- Enregistrements du jeu de données de segmentation:
________________

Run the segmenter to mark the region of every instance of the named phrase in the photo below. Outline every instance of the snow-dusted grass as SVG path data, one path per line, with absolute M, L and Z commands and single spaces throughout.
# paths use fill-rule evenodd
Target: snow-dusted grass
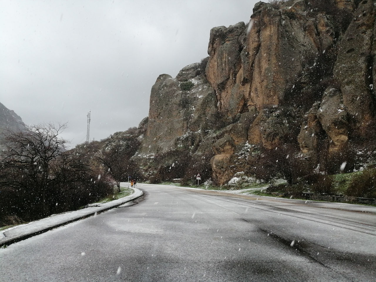
M 120 193 L 117 193 L 114 195 L 109 196 L 99 201 L 98 203 L 107 203 L 111 201 L 113 201 L 114 200 L 118 200 L 120 198 L 132 195 L 135 192 L 134 191 L 130 188 L 122 186 L 120 186 Z

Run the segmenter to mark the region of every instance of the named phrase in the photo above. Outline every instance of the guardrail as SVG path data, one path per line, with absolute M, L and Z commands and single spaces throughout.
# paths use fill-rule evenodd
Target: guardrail
M 352 203 L 359 204 L 371 204 L 376 205 L 376 199 L 368 198 L 361 198 L 356 197 L 344 196 L 343 195 L 329 195 L 329 194 L 316 193 L 296 193 L 287 192 L 284 193 L 272 192 L 273 195 L 282 197 L 291 197 L 303 198 L 306 200 L 316 200 L 320 201 L 328 201 L 339 203 Z

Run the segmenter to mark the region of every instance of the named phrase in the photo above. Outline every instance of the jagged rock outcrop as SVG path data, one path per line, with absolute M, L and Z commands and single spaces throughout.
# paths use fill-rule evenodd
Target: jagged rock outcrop
M 0 141 L 9 131 L 17 131 L 25 128 L 21 118 L 14 111 L 9 110 L 0 103 Z M 2 148 L 0 144 L 0 149 Z
M 368 0 L 260 2 L 247 24 L 213 28 L 207 64 L 157 79 L 139 155 L 184 149 L 195 167 L 210 157 L 222 185 L 247 169 L 246 147 L 299 147 L 322 169 L 365 150 L 376 139 L 375 12 Z

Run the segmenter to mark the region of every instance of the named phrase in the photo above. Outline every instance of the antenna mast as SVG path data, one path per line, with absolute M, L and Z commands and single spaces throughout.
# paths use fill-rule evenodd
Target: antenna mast
M 90 136 L 89 135 L 89 132 L 90 129 L 90 114 L 91 112 L 91 111 L 90 111 L 88 113 L 88 131 L 86 135 L 86 144 L 88 144 L 89 141 L 90 141 Z

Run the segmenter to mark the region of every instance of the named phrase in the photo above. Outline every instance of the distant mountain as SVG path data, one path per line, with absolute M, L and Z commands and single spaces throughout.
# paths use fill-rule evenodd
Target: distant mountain
M 143 178 L 291 183 L 376 163 L 376 2 L 260 2 L 253 12 L 212 29 L 209 57 L 157 79 L 133 134 Z
M 0 138 L 8 130 L 17 131 L 24 128 L 25 124 L 21 117 L 0 103 Z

________________

- Objectif: Recopiez toutes les lignes ci-dessus en substituant « Object » à « Target » partout, sans rien modifier d'autre. Laissez les images de côté.

- Réponse complète:
Run the segmenter to mark the region of every instance of the named phrase in the photo below. Outline every instance of the snow-dusted grass as SVG path data, one path per line, with absolute M, L and Z commands and single spaces throughout.
# paths use fill-rule evenodd
Object: snow-dusted grass
M 120 193 L 117 193 L 114 195 L 109 196 L 99 201 L 98 203 L 107 203 L 111 201 L 113 201 L 114 200 L 118 200 L 120 198 L 132 195 L 135 192 L 134 191 L 130 188 L 122 186 L 120 186 Z

Run the segmenter to mark the region of every instance of the named phrase in the photo above. Outline every instance of the guardrail as SVG path data, one path per line, with absolute M, L and Z commands and single spaces throughout.
# paths use fill-rule evenodd
Object: guardrail
M 352 203 L 359 204 L 371 204 L 376 205 L 376 199 L 368 198 L 361 198 L 356 197 L 344 196 L 343 195 L 329 195 L 329 194 L 316 193 L 296 193 L 287 192 L 284 193 L 272 192 L 273 195 L 282 197 L 291 197 L 303 198 L 306 200 L 316 200 L 320 201 L 328 201 L 339 203 Z

Run the segmenter to mark the region of every instance of the named phrase in the photo above. Outline every instance of the jagged rock outcrop as SVG path data, one path per line, with absolute M, L and Z commands and single spaces throughout.
# paths use fill-rule evenodd
Object: jagged rock outcrop
M 0 141 L 9 131 L 17 131 L 25 128 L 21 118 L 14 111 L 9 110 L 0 103 Z M 2 148 L 0 144 L 0 149 Z
M 368 0 L 260 2 L 247 24 L 213 28 L 207 64 L 157 79 L 139 155 L 184 149 L 195 167 L 210 157 L 222 185 L 247 169 L 246 147 L 299 147 L 322 169 L 365 150 L 376 139 L 375 12 Z

Run the segmenter to mark the region of every instance of the named phrase in the photo above. Outline every instance of the antenna mast as SVG path data, one path per line, with absolute M, L and Z commands and single spaces throughout.
# paths use fill-rule evenodd
Object: antenna mast
M 90 136 L 89 135 L 89 132 L 90 129 L 90 114 L 91 112 L 91 111 L 90 111 L 88 113 L 88 131 L 86 135 L 86 144 L 88 144 L 89 141 L 90 141 Z

Run the segmenter to mark the region of every instance of the named phrase in the photo above. Outline every instance of the distant mountain as SVG path data, one path per line, with absolute M, L and Z commands and single spaces throughout.
# paths use fill-rule evenodd
Object: distant mountain
M 143 178 L 291 183 L 376 163 L 376 2 L 260 2 L 253 12 L 212 29 L 209 57 L 157 79 L 133 134 Z
M 0 138 L 8 130 L 17 131 L 24 128 L 25 124 L 21 117 L 0 103 Z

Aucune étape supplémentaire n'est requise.